:: Aim ::
Give back the whole listing exactly as shown.

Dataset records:
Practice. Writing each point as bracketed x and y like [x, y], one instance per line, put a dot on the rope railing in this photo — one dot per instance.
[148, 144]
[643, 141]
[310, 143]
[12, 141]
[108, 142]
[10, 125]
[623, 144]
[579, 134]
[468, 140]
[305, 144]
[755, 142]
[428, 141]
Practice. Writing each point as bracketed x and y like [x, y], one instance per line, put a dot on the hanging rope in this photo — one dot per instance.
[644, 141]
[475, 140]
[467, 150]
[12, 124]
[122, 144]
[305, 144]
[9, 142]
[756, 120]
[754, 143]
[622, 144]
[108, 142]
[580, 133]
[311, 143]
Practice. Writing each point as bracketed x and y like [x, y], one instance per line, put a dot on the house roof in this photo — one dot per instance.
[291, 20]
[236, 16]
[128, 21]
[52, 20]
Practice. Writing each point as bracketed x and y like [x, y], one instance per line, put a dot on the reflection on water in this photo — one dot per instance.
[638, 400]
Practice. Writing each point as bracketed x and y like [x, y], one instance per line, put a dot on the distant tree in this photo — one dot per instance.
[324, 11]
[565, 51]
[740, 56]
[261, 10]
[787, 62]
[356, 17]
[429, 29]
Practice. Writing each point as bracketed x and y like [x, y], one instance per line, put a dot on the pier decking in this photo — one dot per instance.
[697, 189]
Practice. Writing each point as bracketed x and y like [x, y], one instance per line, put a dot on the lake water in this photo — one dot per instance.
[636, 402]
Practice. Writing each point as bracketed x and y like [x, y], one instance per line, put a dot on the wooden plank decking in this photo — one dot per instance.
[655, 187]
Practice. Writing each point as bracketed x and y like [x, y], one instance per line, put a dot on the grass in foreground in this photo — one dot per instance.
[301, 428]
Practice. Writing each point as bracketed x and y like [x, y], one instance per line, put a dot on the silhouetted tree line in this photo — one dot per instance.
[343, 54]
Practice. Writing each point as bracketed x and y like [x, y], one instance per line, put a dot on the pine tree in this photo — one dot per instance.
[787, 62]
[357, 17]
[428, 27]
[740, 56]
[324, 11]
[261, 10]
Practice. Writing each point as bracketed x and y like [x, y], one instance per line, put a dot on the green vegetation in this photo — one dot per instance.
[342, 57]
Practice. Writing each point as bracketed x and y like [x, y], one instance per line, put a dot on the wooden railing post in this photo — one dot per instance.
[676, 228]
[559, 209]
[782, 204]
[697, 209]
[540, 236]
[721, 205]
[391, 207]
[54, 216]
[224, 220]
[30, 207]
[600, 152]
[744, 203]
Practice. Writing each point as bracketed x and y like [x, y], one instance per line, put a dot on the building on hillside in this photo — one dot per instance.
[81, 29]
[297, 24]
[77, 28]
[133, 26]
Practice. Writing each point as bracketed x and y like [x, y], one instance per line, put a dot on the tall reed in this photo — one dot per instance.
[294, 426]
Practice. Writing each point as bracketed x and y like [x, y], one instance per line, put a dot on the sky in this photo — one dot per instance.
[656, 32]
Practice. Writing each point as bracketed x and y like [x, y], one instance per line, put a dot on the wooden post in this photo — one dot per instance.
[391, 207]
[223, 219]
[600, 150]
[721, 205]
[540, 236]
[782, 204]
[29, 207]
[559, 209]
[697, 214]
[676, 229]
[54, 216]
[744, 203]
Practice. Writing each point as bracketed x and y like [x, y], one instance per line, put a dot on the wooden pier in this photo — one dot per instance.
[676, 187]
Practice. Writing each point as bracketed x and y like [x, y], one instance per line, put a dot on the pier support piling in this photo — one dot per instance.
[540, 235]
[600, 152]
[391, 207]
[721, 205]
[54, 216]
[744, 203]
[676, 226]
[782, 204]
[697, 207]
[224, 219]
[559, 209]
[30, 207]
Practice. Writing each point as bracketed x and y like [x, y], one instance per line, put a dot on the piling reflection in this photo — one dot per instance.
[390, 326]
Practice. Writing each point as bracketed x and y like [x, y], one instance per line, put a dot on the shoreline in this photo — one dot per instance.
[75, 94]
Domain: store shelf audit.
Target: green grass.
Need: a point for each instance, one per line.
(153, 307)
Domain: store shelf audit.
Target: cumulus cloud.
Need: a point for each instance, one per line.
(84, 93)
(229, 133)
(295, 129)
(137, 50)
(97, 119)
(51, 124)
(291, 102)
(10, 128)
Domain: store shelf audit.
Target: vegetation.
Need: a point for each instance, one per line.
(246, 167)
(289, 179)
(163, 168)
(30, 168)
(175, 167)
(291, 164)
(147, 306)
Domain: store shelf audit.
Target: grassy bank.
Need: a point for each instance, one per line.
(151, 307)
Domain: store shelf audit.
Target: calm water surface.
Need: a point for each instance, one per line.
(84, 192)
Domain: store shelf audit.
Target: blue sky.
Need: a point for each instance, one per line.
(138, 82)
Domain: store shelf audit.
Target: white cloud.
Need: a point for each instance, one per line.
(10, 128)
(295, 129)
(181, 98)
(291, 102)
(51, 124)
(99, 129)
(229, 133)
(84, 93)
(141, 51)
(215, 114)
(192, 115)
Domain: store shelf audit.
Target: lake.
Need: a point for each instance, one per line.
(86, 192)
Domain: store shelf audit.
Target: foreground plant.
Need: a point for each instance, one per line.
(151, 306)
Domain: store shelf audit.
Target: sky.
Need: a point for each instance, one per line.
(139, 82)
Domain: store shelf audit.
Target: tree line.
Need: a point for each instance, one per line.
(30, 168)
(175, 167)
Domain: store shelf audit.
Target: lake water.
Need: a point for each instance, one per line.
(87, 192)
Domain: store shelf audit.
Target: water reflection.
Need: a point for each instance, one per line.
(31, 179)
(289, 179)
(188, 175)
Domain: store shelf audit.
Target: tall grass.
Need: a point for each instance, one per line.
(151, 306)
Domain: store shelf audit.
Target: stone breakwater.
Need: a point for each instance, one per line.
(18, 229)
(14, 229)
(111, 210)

:: Reply ::
Practice. Writing each point as bracketed x and y like [x, y], one instance per line, put a dot on the rope railing in this photo — one dot per instance.
[148, 144]
[643, 141]
[310, 143]
[12, 141]
[108, 142]
[10, 125]
[623, 144]
[579, 134]
[468, 140]
[305, 144]
[755, 142]
[428, 141]
Practice. Writing each point as bracketed x and y like [x, y], one instance per line, put a dot on the hanging rope in this photo — one dot per instance.
[644, 141]
[475, 140]
[467, 150]
[12, 124]
[122, 144]
[305, 144]
[9, 142]
[756, 120]
[754, 143]
[622, 144]
[108, 142]
[580, 133]
[311, 143]
Practice. Writing each point as bracketed x and y like [x, y], one instance per line, put a dot on the house roof in this photo — one dot per instance.
[291, 20]
[236, 16]
[128, 21]
[52, 20]
Practice. Writing each point as bracketed x and y like [x, y], one instance per line, put a dot on the reflection on water in this photo — one dot per instance.
[638, 400]
Practice. Writing each point as bracketed x and y like [x, y], one instance per line, put a dot on the distant tree in this photo — one dot per instance.
[324, 11]
[565, 51]
[740, 56]
[261, 10]
[787, 62]
[356, 17]
[429, 29]
Practice. Writing each point as bracketed x and y like [x, y], one instance per line, put a dot on the pier decking in this photo — one dot per instance.
[697, 189]
Practice. Writing each point as bracketed x and y like [x, y], one instance per line, put a dot on the lake water in this photo — one dot per instance.
[636, 402]
Practice. Writing each point as bracketed x and y like [x, y], one instance per line, put a dot on the wooden plank decking in this photo — one dot per instance.
[655, 187]
Practice. Writing each point as bracketed x and y like [x, y], one instance per line, put a dot on the grass in foreground in this photo — one dot per instance.
[301, 428]
Practice. Writing each point as bracketed x and y like [x, y], one instance per line, put a dot on the silhouetted tree line in this photo — one dot per instance.
[343, 54]
Practice. Writing each point as bracketed x and y like [x, y], one instance per line, put a dot on the pine tree in this photo — one dot per instance.
[787, 62]
[357, 17]
[428, 27]
[740, 56]
[324, 11]
[261, 10]
Practice. Writing each point as bracketed x and y like [x, y], one instance per line, put a dot on the green vegetation in this photo — one dot per instance.
[342, 57]
Practice. Writing each point as bracketed x and y like [x, y], one instance per line, put a dot on the wooden railing post in this photo — one dot per instance.
[676, 228]
[559, 209]
[782, 204]
[697, 209]
[540, 236]
[721, 205]
[391, 207]
[54, 216]
[224, 220]
[30, 207]
[600, 152]
[744, 203]
Practice. Writing each point as bracketed x and y like [x, y], one instance per line, put a dot on the building on hillside in this photo — one dot per instance.
[81, 29]
[297, 24]
[77, 28]
[133, 26]
Practice. Writing each point as bracketed x and y like [x, y], one instance per line, put a dot on the tall reed in this photo — one dot per instance.
[294, 426]
Practice. Writing each point as bracketed x and y like [x, y], one instance per line, put a dot on the sky in this photo — one dot per instance.
[656, 32]
Practice. Writing each point as bracketed x and y like [x, y], one instance per line, put a dot on the wooden post in this photo — one dot per instance.
[391, 207]
[223, 219]
[600, 150]
[721, 205]
[540, 236]
[782, 204]
[29, 207]
[559, 209]
[697, 214]
[676, 229]
[54, 216]
[744, 203]
Practice. Writing each point as bracketed x and y like [x, y], one instance per line, put a dot on the wooden pier in this photo — one dot per instance.
[676, 187]
Practice. Writing each point as bracketed x and y like [x, y], one instance per line, put a dot on the pier support piling in this photo — one dot per instance.
[540, 235]
[600, 152]
[391, 207]
[721, 205]
[54, 216]
[744, 203]
[676, 226]
[782, 204]
[697, 207]
[224, 219]
[559, 209]
[30, 207]
Practice. Writing each point as bracketed x and y like [x, y], one instance per line, put a dot on the piling reflection in this photo — one dot per instance.
[390, 326]
Practice. Writing each point as bracketed x and y like [x, y], one instance per line, put a dot on the shoreline in this photo — one dot per instance.
[75, 94]
Domain: store shelf audit.
Target: green grass.
Need: a point for each instance, one per line.
(153, 307)
Domain: store shelf audit.
Target: cumulus cloud.
Need: a point for each instance, one per line.
(84, 93)
(229, 133)
(295, 129)
(137, 50)
(97, 119)
(51, 124)
(291, 102)
(10, 128)
Domain: store shelf audit.
Target: vegetation.
Need: a point for each instance, one per line.
(246, 167)
(289, 179)
(163, 168)
(30, 168)
(175, 167)
(291, 164)
(147, 306)
Domain: store shelf audit.
Target: grassy bank.
Need: a point for each instance, one per line.
(151, 307)
Domain: store shelf audit.
Target: calm water surface.
Need: a point for each instance, one per line.
(84, 192)
Domain: store shelf audit.
Target: blue sky.
Need: a point for each instance, one per line.
(138, 82)
Domain: store shelf audit.
Target: white cloud.
Need: a point for each instance, one per line.
(10, 128)
(295, 129)
(181, 98)
(291, 102)
(51, 124)
(99, 129)
(229, 133)
(84, 93)
(141, 51)
(215, 114)
(192, 115)
Domain: store shelf audit.
Target: lake.
Need: a point for each instance, one per line.
(86, 192)
Domain: store shelf audit.
Target: foreground plant.
Need: a point for each instance, one per line.
(151, 306)
Domain: store shelf audit.
Target: sky.
Need: a point for each instance, one per line.
(139, 82)
Domain: store shelf audit.
Target: tree line.
Need: a point for each instance, one per line.
(30, 168)
(175, 167)
Domain: store shelf audit.
Target: lake water.
Need: a point for each instance, one per line.
(87, 192)
Domain: store shelf audit.
Target: water reflection.
Need: a point for each instance, one per line.
(31, 179)
(289, 179)
(188, 175)
Domain: store shelf audit.
Target: tall grass.
Need: a point for each instance, one per line.
(151, 306)
Domain: store shelf audit.
Target: stone breakwater.
Need: a point for each instance, one per line.
(18, 229)
(14, 229)
(111, 210)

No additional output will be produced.